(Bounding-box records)

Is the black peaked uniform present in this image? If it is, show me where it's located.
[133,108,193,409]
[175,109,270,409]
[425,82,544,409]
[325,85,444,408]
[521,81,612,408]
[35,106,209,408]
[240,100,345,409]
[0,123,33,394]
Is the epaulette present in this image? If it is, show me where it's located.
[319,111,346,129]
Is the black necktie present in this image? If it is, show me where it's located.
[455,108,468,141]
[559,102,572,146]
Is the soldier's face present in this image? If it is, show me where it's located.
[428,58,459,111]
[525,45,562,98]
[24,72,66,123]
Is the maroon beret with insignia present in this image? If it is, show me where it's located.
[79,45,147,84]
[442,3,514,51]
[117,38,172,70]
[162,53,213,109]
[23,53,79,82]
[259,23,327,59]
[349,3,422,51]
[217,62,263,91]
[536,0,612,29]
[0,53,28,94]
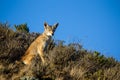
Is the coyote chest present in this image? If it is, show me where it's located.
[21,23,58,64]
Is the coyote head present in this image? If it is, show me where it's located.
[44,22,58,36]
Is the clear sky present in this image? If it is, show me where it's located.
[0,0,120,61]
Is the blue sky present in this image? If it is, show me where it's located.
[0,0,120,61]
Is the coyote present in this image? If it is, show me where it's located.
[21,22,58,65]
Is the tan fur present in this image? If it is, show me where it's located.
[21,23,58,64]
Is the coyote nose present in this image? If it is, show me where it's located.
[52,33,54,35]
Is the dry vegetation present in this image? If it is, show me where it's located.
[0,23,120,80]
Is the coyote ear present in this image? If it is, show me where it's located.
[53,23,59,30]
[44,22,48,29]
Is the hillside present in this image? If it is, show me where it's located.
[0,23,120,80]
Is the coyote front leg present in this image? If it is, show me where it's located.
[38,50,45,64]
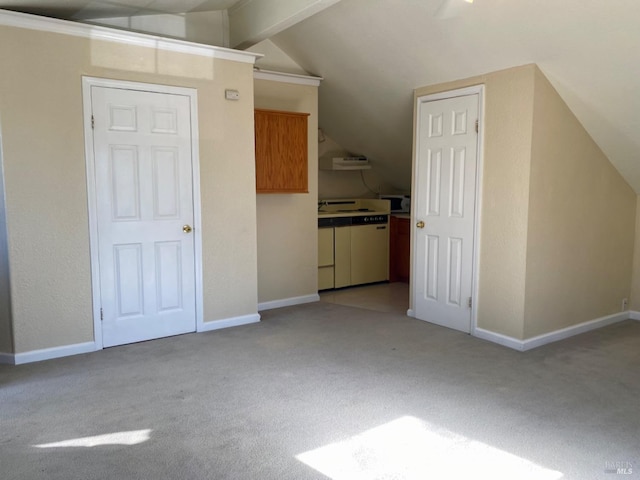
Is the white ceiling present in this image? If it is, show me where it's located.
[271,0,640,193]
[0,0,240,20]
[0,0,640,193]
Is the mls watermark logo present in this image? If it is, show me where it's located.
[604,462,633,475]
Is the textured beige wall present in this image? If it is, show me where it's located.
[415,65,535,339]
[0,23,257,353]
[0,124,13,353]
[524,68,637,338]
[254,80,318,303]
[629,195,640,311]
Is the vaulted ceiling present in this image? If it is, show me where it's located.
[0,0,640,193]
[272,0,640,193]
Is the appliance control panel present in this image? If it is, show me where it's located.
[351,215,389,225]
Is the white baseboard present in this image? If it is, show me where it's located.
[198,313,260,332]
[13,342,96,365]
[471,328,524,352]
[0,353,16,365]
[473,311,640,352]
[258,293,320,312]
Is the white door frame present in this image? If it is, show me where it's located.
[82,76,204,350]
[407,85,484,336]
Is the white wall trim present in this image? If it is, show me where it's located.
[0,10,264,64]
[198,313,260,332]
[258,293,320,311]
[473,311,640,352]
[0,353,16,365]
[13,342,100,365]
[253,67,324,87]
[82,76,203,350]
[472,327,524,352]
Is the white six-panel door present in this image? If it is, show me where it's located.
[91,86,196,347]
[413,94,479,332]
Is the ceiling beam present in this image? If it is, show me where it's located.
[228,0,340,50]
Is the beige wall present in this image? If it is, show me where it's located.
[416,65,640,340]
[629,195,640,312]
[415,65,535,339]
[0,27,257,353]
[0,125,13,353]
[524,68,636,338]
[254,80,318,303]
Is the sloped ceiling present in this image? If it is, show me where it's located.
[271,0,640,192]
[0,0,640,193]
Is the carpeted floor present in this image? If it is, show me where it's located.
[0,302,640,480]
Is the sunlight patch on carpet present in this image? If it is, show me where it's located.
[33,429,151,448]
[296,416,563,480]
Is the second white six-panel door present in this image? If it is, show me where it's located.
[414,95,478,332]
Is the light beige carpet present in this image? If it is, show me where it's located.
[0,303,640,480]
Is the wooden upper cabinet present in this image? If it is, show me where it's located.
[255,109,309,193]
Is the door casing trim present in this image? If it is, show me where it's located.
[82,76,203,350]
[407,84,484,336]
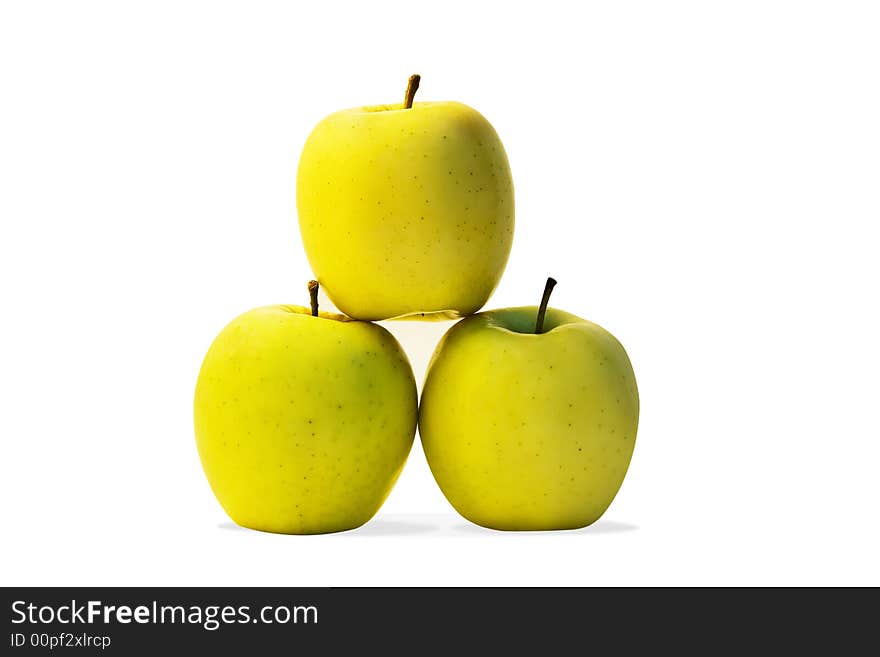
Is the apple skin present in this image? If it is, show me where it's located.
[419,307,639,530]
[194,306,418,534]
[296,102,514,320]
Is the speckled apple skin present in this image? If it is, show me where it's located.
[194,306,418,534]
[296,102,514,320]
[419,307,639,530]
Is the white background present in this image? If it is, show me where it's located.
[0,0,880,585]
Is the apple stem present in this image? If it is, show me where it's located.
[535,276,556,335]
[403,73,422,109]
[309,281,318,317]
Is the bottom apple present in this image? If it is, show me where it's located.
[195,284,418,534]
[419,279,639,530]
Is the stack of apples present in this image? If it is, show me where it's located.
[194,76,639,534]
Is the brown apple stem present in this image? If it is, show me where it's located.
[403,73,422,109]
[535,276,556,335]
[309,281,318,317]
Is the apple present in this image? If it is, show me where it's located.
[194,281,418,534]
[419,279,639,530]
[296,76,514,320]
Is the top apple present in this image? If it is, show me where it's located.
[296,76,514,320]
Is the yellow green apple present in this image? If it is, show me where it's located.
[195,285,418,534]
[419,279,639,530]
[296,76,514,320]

--

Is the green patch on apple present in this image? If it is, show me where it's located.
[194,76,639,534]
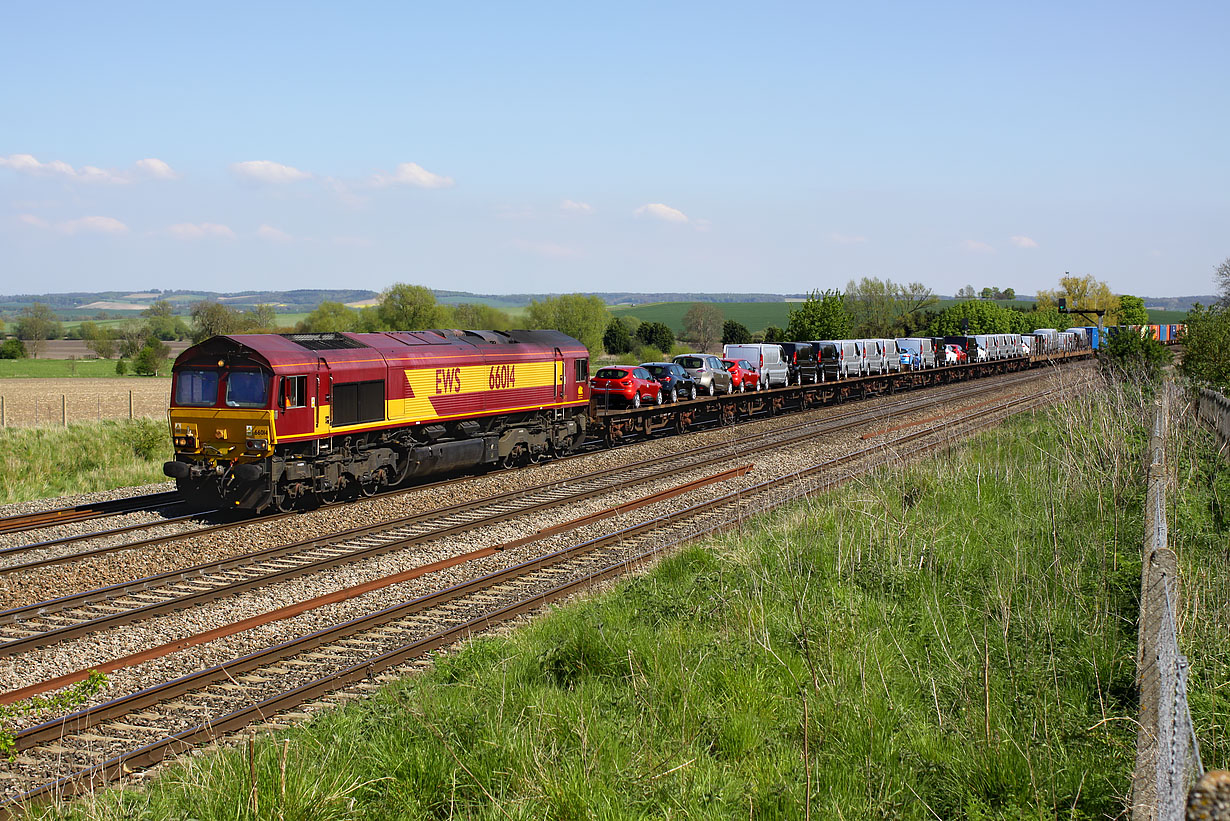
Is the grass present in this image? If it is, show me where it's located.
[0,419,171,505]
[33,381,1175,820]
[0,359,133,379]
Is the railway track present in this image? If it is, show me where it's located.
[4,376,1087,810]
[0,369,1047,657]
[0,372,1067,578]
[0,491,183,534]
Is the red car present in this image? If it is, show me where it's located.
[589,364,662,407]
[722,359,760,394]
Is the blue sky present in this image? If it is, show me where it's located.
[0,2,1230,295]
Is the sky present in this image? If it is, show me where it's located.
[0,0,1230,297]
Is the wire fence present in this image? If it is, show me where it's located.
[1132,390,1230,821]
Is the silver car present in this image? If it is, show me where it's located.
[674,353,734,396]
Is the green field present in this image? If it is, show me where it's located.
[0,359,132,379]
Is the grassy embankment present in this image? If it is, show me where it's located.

SET TASK: Update the items from the line with "Is the black peaked" to the line with "[44,22,48,29]" by swapping "coyote" for "fox" and leaving everything else as it is. Don't include the pictures in your answer.

THE RESULT:
Is the black peaked uniform present in this image? If it is, show me where it's located.
[133,108,193,409]
[175,109,270,409]
[425,82,544,409]
[325,85,444,408]
[521,81,612,408]
[35,106,209,408]
[240,100,345,409]
[0,123,33,394]
Is the epaulette present in this image? If it is, show me where it's located.
[319,111,346,129]
Is the black necktie present in this image? If it is, show me where it's located.
[455,108,468,141]
[559,102,572,146]
Is the soldier's face present in this image? If it is, show me where it's located.
[428,58,459,111]
[525,45,562,98]
[24,72,66,123]
Is the maroon beret with insignia present in this image? If it is, show me where it's located.
[79,45,147,84]
[442,3,514,51]
[117,38,172,70]
[162,53,213,109]
[23,53,79,82]
[259,23,327,59]
[349,3,422,51]
[217,62,263,91]
[536,0,612,29]
[0,53,28,94]
Is the fox chest present in this image? If it is, show me where it's located.
[21,23,58,64]
Is the fox head present in this image? If it is, show me where it's located.
[44,22,58,36]
Is the clear sky present in this image? If it is, show me where it's located.
[0,0,120,61]
Is the blue sky present in this image? If it is, show me where it's located.
[0,0,120,61]
Is the fox present in this image? If it is, show me where it's located.
[21,22,58,65]
Is the tan fur present in this image? If it is, show me where it's located.
[21,23,58,64]
Is the fox nose present in this image? If it is, show me where it's located.
[52,33,54,35]
Is the dry vegetation present in this image? If it is, show me where it's located.
[0,23,120,80]
Is the fox ear present in this image? If it is, show me where it's located.
[53,23,59,30]
[44,22,48,29]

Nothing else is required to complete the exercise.